## Document section:
Eastern student Adam Robertson said by the second week of the program, the students were clamoring to learn a different word in French, which he taught.
“They were running in to get in the door (to learn),” Robertson said. “They were excited.”
The EIU students, who range from foreign language majors with teacher certification or just those who are interested, enroll in the program, which counts for one to three credits. Before enrolling, they must have a certain amount of education already in foreign language prior to participating in the program.
The Eastern students create a lesson plan that is designed to be easily understood and digested. Each of the six students teaches a group of around eight to 10 children.
They teach the elementary students basic words like “dog” through more visual activities instead of just giving them the work in English and the other language, which helps to retain the words in another language.
Eydt-Beebe said language is not learned through sheer memorization, but also through conversation.
Even though the program is largely focused on getting children excited to delve further into foreign languages later in life, they do retain a good amount of what is taught through the early effort, Eydt-Beebe said.

## Exercise data:
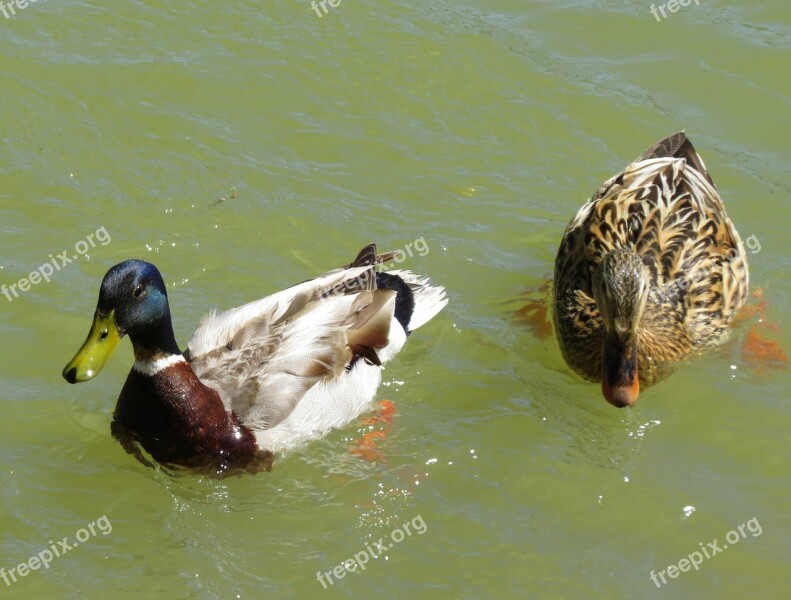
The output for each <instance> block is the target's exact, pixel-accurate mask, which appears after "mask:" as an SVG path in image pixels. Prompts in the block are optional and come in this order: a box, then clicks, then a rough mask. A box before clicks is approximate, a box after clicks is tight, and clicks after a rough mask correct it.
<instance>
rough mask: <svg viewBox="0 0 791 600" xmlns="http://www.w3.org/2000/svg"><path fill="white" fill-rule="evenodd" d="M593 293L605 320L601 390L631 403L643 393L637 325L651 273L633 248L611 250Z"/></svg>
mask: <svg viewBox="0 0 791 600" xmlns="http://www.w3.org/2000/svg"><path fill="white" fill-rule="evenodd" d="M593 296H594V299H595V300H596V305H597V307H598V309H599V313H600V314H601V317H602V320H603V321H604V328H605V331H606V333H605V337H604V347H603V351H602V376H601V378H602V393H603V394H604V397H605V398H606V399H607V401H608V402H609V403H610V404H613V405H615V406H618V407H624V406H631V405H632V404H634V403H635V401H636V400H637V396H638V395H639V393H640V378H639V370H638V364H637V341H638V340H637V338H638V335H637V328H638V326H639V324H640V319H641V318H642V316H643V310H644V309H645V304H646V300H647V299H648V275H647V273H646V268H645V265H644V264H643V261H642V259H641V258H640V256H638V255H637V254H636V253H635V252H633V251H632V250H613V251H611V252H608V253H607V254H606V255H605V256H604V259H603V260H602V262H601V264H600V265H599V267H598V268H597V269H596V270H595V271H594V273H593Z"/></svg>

## Work request 1:
Using the article on the children's language program, answer each question on its own line:
(a) How many credits does the program count for?
(b) About how many children does each Eastern student teach?
(c) In what language did Adam Robertson teach words?
## Work request 2:
For each statement, say whether the article on the children's language program supports it. Answer yes or no and quote the deciding words.
(a) Each Eastern student teaches a group of about twenty children.
(b) Students need some prior foreign-language education before they enroll.
(c) Eydt-Beebe said language is learned through memorization alone.
## Work request 3:
Pick up the article on the children's language program after its final sentence and keep writing.

## Response area 1:
(a) One to three credits.
(b) Around eight to 10 children.
(c) French.

## Response area 2:
(a) No: "Each of the six students teaches a group of around eight to 10 children."
(b) Yes: "Before enrolling, they must have a certain amount of education already in foreign language prior to participating in the program."
(c) No: "language is not learned through sheer memorization, but also through conversation."

## Response area 3:
The children are not only introduced to the languages of different people, but also their culture on certain days in the seven-week program.
For instance, in the Spanish-taught groups, the students learn about Dia De Los Muertos, or Day of the Dead, a tradition in Spanish-speaking cultures in which they honor and celebrate the dead.
Being open to other cultures is beneficial even outside of learning another language, Robertson said.
“These earlier experiences are kind of just a gateway to making them more receptive to new things,” he said.
The Foreign Language Program also takes place in spring semester but for first- through fourth-graders at Shiloh Elementary School in Hume.